__GIVEN TEXT__

- Opening Delimiter -

Severity: Critical Alert
Exit/Entry: Cuba extends 1900-0500 curfew in Havana through Sept. 30 due to COVID-19. Stricter restrictions reapplied in some provinces.
Alert Begins 12 Sep 2020 02:22 PM UTC
Alert Expires 01 Oct 2020 11:59 PM UTC
- Incident: COVID-19 restrictions
- Location(s): Nationwide (map)
- Time Frame: Indefinite
- Impact: Transport, travel, and business disruptions
Cuban authorities have extended the existing 1900-0500 curfew in Havana through Sept. 30, while reimposing stricter movement and business restrictions in some provinces. The enhanced measures were initially applied in Havana Sept. 1 for 14 days, due to higher coronavirus disease (COVID-19) activity. Other measures in the city remain unchanged; officials previously ordered establishments such as restaurants, bars, and pools to close. The government has also suspended public transport services and is banning people from going to the beach.
Most other provinces will remain under Phase 3 of the nation's three-phase recovery program to gradually roll back restrictions, except for Artemisa, Ciego de Avila, Mayabeque, and parts of Sancti Spiritus provinces, where Phase 2 measures have been maintained or reapplied, with even stricter localized restrictions in higher-risk communities. In Matanzas Province, specific measures have been reapplied; stricter capacity limits have been imposed on public transport, restaurants and bars, and all mass group activities have been suspended.
Certain requirements remain in place nationwide. The use of a protective facemask is mandatory in public spaces, and all individuals must adhere to social distancing and hygiene requirements. Employees who show symptoms of the disease may not be permitted to return to work. Outdoor and indoor activities that draw large crowds of people, including carnivals, remain suspended. Nightclubs, schools, and education facilities remain closed. Descriptions of the three phases are provided below:
Phase 3 of Recovery: All economic and productive activities may resume, and all restaurants, catering establishments, and commercial premises may reopen. Theaters and cinemas can operate, and some sporting events are permitted. Hospital care and face-to-face procedures may also resume. Public transport services within and between Phase 3 areas have resumed.
Phase 1 and 2 of Recovery: Under Phase 1 and 2, commercial and recreational activities may resume in a phased approach. Facilities and establishments permitted to reopen under strict operating requirements include restaurants and bars, gyms, retail stores, swimming pools and beaches, amusement parks, and other recreational facilities, hotels, and religious institutions. Stricter capacity limits and rules around operating hours are enforced under Phase 1. Under Phase 2, authorities lifted restrictions on inter-municipal passenger transport and further eased restrictions on the tourism sector.

- Closing Delimiter -

__DATA PROVIDED__
- Opening Delimiter -

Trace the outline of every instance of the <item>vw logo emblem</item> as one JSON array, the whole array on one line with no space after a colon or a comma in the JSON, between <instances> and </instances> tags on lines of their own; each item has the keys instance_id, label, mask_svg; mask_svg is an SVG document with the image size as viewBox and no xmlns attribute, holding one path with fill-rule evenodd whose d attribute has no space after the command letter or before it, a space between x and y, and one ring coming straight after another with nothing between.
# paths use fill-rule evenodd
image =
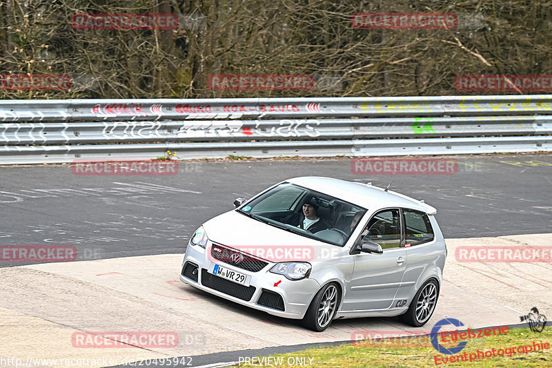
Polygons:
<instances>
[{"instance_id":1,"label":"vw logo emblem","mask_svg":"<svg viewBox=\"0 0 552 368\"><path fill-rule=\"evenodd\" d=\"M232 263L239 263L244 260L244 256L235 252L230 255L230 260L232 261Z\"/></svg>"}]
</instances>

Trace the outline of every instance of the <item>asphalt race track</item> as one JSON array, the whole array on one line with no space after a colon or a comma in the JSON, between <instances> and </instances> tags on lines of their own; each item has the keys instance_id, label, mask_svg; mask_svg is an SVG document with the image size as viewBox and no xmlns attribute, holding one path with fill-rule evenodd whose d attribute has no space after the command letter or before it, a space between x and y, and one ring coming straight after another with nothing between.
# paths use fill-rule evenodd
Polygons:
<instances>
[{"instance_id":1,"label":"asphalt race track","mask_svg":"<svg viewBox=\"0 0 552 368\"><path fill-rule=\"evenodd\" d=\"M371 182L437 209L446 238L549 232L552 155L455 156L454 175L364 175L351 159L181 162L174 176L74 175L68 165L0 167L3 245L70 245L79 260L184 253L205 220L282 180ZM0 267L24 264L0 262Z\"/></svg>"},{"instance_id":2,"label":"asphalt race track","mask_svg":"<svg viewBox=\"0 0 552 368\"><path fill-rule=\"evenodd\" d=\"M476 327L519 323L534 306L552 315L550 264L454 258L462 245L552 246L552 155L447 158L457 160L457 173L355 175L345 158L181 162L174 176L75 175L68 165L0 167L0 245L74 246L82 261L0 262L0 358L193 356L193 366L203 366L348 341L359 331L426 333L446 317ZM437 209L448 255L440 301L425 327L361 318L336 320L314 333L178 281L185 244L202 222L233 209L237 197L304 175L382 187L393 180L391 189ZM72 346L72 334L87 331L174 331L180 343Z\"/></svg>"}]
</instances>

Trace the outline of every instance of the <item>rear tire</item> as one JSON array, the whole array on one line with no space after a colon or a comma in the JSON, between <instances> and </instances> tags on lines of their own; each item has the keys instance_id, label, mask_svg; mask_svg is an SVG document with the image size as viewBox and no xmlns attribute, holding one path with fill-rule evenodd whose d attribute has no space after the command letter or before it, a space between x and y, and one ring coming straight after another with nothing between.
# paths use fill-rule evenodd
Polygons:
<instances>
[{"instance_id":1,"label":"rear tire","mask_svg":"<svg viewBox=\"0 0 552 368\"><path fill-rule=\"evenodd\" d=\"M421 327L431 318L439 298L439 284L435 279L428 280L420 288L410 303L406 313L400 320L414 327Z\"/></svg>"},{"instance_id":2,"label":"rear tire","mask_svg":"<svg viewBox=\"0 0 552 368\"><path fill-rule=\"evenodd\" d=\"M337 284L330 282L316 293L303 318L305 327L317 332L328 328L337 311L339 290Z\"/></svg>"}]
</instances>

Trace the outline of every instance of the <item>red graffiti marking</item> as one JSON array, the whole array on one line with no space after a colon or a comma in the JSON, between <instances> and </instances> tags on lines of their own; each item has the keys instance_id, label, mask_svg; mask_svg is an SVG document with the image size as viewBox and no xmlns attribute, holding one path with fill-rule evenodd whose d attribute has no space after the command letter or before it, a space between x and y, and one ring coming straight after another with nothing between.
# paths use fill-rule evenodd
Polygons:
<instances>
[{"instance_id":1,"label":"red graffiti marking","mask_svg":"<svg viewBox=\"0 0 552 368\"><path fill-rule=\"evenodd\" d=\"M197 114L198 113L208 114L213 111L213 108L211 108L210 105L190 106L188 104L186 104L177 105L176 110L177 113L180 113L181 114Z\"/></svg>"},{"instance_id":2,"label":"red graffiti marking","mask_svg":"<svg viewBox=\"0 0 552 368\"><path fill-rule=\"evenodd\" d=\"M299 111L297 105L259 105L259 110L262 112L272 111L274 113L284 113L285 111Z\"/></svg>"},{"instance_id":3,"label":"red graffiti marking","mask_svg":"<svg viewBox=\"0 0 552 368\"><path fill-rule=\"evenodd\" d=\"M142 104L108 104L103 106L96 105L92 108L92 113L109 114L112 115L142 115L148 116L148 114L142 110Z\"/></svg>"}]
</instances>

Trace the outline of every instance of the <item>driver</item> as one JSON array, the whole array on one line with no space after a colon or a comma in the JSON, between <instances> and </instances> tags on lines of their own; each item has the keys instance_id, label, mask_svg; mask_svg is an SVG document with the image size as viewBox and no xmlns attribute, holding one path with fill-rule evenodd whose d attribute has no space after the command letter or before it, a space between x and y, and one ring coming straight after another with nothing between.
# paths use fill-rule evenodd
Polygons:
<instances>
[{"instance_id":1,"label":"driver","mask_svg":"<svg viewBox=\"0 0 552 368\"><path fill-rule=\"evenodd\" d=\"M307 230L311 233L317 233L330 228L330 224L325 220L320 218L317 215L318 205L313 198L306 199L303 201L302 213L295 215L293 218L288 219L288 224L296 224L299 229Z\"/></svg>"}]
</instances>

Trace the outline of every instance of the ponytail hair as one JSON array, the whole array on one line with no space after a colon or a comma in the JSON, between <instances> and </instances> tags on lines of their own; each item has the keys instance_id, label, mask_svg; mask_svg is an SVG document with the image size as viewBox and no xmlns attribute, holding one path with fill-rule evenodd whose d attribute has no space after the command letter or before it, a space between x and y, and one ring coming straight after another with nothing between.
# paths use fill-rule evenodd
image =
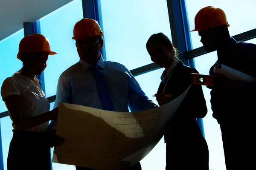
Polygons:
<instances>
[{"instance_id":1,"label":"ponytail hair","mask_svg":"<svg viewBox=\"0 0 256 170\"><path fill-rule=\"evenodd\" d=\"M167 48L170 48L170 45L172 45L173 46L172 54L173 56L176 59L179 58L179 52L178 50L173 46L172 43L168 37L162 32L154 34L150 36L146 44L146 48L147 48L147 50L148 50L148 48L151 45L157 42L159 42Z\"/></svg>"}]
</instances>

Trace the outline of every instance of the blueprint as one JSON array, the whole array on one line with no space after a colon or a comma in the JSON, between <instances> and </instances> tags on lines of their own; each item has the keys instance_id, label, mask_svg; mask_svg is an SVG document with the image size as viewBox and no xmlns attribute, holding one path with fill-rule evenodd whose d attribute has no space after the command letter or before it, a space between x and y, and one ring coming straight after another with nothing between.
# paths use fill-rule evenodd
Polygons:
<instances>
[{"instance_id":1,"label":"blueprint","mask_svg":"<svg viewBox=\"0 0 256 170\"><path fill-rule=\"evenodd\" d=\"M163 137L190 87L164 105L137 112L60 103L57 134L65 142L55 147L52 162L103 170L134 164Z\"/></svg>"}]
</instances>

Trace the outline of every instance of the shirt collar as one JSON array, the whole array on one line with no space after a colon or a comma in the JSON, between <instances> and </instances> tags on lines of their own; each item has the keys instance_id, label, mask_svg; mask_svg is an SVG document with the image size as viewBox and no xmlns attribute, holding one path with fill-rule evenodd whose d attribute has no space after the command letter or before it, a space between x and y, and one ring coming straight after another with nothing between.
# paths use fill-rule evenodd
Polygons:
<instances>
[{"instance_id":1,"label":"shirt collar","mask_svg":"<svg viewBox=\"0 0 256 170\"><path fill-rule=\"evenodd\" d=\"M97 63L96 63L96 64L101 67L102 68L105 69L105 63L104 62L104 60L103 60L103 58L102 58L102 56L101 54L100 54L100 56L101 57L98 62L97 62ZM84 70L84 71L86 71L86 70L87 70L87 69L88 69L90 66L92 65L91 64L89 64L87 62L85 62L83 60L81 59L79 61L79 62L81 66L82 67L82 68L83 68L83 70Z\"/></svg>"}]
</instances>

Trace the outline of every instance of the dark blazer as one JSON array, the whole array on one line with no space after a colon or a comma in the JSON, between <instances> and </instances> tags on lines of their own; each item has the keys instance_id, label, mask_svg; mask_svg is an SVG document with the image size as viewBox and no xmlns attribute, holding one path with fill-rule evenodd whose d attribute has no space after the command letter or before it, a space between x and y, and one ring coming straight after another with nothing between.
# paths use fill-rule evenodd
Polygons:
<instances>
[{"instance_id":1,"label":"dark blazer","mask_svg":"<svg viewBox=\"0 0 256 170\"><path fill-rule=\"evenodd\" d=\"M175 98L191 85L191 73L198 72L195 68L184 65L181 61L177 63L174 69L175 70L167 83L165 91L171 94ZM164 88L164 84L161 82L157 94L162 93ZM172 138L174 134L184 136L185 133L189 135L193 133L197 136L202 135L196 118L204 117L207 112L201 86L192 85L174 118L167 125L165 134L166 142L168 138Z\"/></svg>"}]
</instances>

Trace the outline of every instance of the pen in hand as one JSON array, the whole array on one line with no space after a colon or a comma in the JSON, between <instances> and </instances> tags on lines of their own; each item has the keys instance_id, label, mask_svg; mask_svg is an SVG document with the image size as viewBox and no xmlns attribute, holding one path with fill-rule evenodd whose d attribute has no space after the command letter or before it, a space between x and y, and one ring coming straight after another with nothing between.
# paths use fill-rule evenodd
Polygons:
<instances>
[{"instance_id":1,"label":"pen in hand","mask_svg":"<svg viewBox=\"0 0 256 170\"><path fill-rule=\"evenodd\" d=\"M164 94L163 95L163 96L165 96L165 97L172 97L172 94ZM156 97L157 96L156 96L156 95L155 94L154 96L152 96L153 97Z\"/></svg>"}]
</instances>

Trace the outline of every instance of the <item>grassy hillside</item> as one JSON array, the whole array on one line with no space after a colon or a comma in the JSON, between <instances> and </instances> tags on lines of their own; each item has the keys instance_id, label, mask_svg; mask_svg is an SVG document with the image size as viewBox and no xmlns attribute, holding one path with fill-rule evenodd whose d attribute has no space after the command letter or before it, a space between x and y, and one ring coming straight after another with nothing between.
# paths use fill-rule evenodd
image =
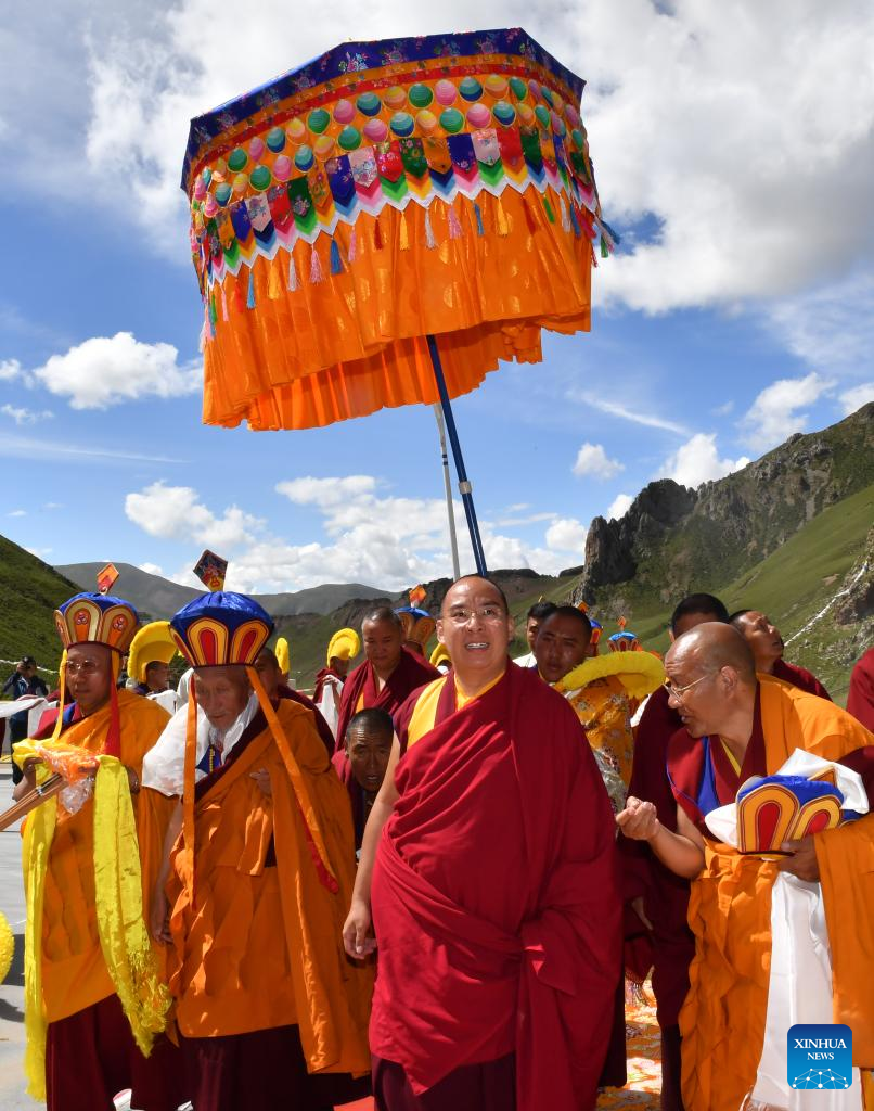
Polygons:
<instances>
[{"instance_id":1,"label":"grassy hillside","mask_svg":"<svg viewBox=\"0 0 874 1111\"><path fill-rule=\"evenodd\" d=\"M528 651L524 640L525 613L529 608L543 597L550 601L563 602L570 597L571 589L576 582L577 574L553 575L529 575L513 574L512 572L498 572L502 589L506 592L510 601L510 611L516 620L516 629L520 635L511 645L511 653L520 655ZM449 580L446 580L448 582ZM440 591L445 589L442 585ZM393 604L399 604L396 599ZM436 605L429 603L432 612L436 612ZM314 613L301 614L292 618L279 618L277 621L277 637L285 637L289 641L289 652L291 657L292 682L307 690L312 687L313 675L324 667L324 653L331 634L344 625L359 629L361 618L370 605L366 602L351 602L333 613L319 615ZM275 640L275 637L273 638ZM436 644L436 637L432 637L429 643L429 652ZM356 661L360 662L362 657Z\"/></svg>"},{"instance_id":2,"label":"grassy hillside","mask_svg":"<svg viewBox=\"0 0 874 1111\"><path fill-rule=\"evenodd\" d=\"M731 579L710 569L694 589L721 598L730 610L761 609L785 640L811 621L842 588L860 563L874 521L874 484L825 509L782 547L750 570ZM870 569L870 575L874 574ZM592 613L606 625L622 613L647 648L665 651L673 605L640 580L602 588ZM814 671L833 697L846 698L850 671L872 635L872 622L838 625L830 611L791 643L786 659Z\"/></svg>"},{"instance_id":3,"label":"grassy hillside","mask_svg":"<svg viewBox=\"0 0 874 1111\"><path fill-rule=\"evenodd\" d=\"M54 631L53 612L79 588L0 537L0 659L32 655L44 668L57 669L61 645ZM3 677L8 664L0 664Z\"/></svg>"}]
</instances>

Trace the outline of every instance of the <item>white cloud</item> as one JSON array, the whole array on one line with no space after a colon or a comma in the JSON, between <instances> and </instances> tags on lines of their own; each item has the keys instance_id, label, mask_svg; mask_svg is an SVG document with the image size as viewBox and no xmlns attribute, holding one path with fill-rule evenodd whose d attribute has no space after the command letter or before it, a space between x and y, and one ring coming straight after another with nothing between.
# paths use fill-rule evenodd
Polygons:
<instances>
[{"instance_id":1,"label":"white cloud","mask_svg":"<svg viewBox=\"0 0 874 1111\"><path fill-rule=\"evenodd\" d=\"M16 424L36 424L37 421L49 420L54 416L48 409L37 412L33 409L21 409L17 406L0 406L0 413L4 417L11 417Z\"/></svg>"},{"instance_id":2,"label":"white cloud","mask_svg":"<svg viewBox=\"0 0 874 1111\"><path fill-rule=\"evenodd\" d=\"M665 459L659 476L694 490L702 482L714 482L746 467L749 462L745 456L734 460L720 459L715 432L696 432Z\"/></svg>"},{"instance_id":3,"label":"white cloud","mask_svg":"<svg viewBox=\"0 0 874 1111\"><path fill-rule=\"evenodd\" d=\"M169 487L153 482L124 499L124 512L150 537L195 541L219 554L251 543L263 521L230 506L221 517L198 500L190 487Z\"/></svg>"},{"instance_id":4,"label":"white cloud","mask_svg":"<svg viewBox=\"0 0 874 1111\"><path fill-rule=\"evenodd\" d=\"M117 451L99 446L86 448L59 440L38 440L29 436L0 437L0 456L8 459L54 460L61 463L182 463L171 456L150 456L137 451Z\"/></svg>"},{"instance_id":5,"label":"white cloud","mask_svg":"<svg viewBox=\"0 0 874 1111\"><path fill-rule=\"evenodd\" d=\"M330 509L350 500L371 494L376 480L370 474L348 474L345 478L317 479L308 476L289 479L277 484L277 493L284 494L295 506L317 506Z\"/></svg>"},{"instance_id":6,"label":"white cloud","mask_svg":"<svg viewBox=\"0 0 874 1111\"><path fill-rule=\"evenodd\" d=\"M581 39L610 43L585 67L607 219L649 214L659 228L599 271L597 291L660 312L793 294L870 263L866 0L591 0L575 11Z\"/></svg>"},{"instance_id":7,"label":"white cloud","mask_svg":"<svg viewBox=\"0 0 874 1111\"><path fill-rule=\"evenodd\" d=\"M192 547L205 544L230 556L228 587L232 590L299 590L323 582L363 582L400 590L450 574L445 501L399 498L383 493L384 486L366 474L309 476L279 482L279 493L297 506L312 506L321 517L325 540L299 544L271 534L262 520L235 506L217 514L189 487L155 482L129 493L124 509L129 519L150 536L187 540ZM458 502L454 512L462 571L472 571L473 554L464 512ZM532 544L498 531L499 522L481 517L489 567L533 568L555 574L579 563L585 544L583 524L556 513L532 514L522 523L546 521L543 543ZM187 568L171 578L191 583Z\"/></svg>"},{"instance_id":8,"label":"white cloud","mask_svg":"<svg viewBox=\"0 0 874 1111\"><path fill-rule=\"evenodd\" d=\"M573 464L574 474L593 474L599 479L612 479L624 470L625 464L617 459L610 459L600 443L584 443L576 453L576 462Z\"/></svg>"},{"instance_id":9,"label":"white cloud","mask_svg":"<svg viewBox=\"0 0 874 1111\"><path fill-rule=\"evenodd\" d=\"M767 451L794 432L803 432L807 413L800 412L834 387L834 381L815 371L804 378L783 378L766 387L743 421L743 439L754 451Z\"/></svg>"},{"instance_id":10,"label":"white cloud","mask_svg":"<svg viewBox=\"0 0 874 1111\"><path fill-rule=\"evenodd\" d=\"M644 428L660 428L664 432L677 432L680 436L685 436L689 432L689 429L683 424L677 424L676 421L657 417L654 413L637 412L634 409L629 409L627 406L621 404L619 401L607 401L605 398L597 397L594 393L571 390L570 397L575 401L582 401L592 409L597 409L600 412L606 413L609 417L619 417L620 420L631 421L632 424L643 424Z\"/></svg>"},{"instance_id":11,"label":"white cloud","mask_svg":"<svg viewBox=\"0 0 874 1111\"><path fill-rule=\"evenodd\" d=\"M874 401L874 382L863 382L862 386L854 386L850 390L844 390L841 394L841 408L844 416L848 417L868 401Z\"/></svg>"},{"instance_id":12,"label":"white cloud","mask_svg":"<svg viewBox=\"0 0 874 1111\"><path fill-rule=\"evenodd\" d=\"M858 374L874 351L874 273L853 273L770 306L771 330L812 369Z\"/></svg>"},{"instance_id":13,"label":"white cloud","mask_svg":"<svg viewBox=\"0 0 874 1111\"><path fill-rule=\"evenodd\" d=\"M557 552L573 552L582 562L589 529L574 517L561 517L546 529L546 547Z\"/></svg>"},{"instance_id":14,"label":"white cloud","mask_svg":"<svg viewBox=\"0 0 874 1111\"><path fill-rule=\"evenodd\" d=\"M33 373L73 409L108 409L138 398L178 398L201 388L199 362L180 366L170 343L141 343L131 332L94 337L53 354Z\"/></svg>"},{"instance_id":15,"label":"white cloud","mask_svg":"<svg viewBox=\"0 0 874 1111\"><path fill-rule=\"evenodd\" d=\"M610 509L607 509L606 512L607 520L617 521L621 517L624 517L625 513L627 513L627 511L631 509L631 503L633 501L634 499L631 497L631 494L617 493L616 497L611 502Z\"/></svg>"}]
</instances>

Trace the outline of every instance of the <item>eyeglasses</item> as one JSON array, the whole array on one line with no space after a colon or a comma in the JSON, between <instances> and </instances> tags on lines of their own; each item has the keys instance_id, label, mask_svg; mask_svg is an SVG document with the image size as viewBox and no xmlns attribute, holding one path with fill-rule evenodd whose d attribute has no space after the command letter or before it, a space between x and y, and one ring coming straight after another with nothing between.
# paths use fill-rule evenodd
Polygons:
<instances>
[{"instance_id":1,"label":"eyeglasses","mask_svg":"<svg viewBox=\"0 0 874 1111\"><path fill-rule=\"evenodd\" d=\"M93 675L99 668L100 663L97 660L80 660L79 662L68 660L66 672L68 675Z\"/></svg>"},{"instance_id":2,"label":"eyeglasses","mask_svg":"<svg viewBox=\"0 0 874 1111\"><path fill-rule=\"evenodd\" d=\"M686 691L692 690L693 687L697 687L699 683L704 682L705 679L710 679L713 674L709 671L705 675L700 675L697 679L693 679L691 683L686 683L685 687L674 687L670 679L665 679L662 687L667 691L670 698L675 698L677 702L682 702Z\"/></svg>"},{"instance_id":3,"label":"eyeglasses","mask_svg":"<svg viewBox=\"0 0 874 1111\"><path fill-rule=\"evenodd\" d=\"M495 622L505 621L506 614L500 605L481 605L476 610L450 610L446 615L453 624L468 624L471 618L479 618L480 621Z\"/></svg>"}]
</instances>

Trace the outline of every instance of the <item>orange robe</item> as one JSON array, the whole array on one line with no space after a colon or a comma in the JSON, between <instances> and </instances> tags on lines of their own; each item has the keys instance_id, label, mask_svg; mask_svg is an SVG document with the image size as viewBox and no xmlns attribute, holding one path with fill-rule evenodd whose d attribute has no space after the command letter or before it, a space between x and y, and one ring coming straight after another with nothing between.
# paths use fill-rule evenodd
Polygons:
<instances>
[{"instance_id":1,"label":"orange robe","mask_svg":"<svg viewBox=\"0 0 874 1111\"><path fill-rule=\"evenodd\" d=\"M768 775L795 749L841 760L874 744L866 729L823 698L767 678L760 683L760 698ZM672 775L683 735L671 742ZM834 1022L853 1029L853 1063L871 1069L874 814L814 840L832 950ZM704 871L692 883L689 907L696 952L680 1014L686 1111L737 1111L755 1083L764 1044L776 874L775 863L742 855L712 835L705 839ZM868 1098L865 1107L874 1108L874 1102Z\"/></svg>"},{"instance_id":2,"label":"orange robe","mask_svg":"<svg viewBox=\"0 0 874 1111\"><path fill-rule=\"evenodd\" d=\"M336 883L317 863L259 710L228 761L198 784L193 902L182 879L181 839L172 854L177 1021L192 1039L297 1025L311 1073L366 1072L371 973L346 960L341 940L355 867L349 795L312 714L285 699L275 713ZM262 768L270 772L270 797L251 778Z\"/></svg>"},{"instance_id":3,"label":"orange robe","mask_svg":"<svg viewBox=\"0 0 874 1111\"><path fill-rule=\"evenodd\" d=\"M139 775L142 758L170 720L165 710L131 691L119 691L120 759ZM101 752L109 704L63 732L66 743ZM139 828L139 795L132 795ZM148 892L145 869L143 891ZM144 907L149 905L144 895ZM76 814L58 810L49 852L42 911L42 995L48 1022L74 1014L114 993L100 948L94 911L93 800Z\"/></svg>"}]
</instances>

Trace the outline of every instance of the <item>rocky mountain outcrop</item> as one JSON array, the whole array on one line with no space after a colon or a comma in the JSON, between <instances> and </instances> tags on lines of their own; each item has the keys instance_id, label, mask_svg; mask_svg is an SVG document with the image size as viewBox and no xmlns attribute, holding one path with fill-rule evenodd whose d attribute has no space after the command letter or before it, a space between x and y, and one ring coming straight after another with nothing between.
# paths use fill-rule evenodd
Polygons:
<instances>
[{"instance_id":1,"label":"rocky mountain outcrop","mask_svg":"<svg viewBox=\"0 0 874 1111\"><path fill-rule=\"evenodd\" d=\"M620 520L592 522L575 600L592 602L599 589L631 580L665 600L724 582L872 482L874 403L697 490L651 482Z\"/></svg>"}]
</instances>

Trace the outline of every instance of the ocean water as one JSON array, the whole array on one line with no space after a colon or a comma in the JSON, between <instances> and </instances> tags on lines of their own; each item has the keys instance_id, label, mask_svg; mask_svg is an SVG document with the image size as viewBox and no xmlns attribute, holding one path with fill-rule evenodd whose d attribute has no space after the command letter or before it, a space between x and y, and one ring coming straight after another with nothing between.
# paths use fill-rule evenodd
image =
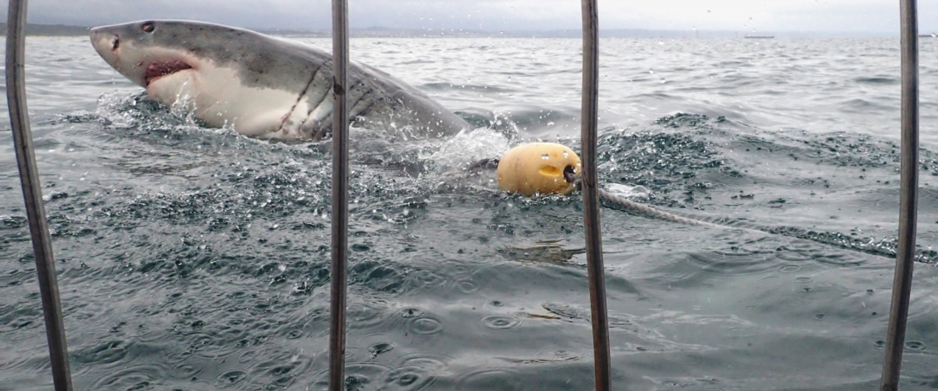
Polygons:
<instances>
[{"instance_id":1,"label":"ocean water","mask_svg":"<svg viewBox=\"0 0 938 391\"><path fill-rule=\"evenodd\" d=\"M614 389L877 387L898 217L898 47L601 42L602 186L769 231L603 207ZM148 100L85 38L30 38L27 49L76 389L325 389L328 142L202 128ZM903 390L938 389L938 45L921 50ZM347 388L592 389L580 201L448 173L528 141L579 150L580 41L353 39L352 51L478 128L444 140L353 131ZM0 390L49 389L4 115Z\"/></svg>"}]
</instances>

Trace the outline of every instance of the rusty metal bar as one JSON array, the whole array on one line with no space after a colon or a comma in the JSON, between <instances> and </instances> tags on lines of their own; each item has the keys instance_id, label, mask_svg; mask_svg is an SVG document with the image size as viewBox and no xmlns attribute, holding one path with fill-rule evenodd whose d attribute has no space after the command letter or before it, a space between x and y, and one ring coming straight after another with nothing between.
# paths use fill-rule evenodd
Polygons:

- Closing Delimiter -

__TASKS FOR THIS EXERCISE__
1 - According to the Cuba alert, when were the enhanced measures first applied in Havana, and for how many days?
2 - Reproduce word for word the part of the Cuba alert that opens with the words containing "- Time Frame: Indefinite" and closes with "to the beach.".
3 - Decide whether each statement agrees with the Cuba alert. Answer yes or no, and quote the deciding words.
(a) Theaters and cinemas can operate under Phase 3.
(b) Nightclubs have reopened nationwide.
(c) Mass group activities in Matanzas Province may go ahead under capacity limits.

__RESPONSES TO THE EXERCISE__
1 - They were first applied on Sept. 1, for 14 days.

2 -
- Time Frame: Indefinite
- Impact: Transport, travel, and business disruptions
Cuban authorities have extended the existing 1900-0500 curfew in Havana through Sept. 30, while reimposing stricter movement and business restrictions in some provinces. The enhanced measures were initially applied in Havana Sept. 1 for 14 days, due to higher coronavirus disease (COVID-19) activity. Other measures in the city remain unchanged; officials previously ordered establishments such as restaurants, bars, and pools to close. The government has also suspended public transport services and is banning people from going to the beach.

3 -
(a) Yes: "Theaters and cinemas can operate"
(b) No: "Nightclubs, schools, and education facilities remain closed."
(c) No: "all mass group activities have been suspended"